The data: Begin

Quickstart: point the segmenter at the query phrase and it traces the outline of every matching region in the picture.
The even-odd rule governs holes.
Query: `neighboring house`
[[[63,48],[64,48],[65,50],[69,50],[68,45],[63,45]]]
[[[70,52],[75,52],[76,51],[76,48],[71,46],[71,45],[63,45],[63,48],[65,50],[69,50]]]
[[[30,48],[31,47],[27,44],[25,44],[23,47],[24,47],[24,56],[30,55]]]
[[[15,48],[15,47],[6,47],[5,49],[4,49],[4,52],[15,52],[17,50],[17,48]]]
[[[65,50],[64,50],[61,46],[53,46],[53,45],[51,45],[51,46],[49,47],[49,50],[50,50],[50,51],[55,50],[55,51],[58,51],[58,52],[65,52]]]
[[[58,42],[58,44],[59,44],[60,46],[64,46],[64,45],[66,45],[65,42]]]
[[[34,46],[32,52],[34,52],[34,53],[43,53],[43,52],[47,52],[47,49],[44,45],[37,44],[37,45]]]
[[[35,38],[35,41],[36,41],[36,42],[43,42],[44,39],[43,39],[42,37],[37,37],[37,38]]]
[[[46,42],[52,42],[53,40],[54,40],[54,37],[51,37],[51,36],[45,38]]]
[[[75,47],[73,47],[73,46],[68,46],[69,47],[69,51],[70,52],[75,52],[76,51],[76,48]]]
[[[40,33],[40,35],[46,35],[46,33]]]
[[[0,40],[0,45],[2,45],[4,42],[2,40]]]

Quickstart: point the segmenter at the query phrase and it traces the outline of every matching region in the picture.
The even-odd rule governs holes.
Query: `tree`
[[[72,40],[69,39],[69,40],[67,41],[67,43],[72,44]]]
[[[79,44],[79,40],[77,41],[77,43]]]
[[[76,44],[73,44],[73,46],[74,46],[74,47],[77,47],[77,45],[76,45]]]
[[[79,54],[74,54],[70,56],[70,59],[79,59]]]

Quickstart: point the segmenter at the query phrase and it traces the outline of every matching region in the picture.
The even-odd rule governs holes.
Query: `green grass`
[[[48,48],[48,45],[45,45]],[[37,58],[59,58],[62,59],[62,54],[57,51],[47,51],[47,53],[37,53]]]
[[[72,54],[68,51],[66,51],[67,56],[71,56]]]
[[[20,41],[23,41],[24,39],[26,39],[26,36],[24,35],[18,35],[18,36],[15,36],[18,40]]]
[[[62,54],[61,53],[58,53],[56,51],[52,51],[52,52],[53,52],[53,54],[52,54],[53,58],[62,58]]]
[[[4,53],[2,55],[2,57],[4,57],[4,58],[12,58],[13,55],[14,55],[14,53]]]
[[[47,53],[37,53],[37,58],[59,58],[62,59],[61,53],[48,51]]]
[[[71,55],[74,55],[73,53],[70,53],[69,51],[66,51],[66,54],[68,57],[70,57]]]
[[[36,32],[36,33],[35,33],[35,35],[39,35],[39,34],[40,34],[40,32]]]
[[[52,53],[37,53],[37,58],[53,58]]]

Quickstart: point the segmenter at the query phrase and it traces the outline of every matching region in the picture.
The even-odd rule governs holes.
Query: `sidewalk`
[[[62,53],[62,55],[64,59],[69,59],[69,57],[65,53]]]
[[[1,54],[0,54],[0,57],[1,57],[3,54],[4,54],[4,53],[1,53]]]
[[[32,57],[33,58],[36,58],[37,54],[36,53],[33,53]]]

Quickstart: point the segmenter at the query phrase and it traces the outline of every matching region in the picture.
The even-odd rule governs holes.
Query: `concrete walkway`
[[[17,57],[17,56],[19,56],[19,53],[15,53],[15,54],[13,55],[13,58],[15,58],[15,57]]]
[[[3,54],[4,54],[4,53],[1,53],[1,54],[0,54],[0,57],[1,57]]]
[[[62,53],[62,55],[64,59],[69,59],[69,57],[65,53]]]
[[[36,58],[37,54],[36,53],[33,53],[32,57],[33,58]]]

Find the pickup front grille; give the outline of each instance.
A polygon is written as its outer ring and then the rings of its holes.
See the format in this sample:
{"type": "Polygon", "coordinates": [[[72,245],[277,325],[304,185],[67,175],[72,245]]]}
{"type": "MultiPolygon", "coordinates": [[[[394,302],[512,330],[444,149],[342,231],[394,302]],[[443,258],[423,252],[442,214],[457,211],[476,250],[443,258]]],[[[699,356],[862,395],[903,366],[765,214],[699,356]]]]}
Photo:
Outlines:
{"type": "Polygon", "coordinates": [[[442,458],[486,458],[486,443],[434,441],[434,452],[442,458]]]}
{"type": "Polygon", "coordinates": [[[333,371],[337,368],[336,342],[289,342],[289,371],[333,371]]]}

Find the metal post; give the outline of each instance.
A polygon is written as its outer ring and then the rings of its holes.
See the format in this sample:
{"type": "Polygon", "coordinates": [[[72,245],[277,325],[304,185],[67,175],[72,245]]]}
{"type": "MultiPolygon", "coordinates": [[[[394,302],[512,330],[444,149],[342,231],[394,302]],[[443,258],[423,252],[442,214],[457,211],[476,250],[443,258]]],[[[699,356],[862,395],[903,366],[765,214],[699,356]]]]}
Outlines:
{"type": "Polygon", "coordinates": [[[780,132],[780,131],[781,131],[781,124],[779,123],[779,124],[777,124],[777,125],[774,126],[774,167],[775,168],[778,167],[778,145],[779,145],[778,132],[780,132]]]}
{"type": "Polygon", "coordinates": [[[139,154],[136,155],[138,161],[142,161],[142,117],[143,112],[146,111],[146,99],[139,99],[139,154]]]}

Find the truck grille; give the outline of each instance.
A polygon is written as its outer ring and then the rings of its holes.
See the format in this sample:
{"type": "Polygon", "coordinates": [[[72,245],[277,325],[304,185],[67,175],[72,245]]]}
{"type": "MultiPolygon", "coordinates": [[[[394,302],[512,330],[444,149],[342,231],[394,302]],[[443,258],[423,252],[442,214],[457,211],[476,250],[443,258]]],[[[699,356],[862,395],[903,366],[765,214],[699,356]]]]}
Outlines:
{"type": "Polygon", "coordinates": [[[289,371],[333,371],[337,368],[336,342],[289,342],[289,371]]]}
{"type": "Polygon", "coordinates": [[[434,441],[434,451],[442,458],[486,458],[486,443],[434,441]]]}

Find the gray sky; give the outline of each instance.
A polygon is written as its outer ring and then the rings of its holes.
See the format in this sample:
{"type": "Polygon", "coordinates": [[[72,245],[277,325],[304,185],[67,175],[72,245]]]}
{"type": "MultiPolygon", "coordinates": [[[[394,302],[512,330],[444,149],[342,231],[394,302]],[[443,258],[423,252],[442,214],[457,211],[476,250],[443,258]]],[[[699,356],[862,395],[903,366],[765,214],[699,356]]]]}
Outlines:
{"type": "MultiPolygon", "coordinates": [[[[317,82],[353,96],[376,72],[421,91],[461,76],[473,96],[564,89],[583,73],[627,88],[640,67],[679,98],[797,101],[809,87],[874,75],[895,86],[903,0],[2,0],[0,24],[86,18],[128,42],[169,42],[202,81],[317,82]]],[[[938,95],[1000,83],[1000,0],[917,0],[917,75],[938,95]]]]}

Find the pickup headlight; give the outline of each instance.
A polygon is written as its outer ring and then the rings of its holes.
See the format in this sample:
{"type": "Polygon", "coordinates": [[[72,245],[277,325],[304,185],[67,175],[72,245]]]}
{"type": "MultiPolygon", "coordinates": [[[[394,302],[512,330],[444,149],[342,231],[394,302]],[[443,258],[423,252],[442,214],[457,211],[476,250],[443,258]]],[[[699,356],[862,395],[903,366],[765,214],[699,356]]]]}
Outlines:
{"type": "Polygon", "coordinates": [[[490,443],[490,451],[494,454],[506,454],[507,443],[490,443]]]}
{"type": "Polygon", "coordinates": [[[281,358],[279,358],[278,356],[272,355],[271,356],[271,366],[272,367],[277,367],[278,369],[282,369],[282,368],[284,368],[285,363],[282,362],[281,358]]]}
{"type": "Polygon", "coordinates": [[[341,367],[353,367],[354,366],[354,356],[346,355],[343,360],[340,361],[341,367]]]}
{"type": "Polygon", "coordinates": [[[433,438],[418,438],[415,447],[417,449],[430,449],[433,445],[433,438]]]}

The data: End

Exercise prompt: Say how many lines of the records include the word "pickup", and give nothing but the number.

Solution to the problem: 2